First of all, I would like to point out that I am writing about what I'm giving up for Lent BEFORE Lent starts. That MAY be a first in the history of Mighty Maggie. Usually I figure it out, oh, one to two weeks INTO Lent.
But no, this morning I saw all the Mardi Gras tweets and spent the rest of the day Dwelling. I spent most of my dwelling time on possible Things To Give Up. Food, of course, comes to mind. Giving up the treat I get for myself when I take Molly out for her Preschool Morning Cookie. Or the extra bowls of cereal I've been eating at ten at night. Or chocolate. Or peanut butter. Or any number of things that will probably earn me gestational diabetes in a few months. My sister came over today and told me my BIL is giving up meat. I was floored. FLOORED I TELL YOU. Then she told me that last year BIL (who is Filipino) gave up rice. Rice! Then I died. (She informs me he was none too cheerful to live with either.)

# Assignment A:
List every specific food or treat the writer of the Lent post names as something she might give up, leaving out the general mentions of "food" and "any number of things."
# Assignment B:
Answer these questions using the Lent post.
(i) How far into Lent does the writer usually decide what to give up?
(ii) What did the writer see this morning that started the day of dwelling?
(iii) What is the writer's BIL giving up this year, and what did he give up last year?

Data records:
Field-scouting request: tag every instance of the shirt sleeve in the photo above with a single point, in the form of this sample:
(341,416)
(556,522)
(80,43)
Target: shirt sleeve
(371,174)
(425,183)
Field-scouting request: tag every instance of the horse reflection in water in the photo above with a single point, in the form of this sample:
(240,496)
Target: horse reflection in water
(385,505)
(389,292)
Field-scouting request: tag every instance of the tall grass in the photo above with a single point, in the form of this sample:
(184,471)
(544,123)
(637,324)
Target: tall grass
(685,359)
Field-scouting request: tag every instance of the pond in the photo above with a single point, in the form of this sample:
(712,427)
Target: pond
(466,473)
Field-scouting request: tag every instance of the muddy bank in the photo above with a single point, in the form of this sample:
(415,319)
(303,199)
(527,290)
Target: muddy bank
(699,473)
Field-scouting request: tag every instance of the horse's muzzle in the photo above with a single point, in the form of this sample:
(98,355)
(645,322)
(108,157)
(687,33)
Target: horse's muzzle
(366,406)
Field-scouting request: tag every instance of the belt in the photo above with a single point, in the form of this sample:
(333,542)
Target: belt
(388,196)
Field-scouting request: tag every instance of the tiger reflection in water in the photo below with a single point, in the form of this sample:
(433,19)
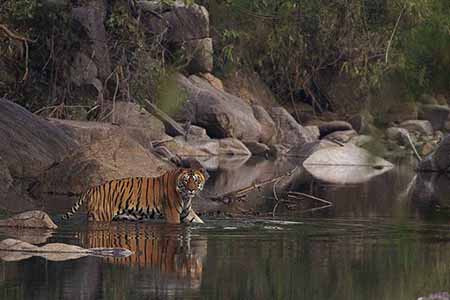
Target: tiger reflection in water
(166,249)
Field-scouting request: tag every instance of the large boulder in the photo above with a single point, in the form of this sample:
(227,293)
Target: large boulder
(436,114)
(117,156)
(221,114)
(29,144)
(289,132)
(439,160)
(267,124)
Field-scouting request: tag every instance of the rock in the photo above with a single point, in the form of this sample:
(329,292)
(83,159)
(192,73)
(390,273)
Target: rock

# Answer A:
- The treat she gets for herself when she takes Molly out for her Preschool Morning Cookie
- The extra bowls of cereal she has been eating at ten at night
- Chocolate
- Peanut butter

# Answer B:
(i) One to two weeks into Lent.
(ii) All the Mardi Gras tweets.
(iii) This year he is giving up meat. Last year he gave up rice.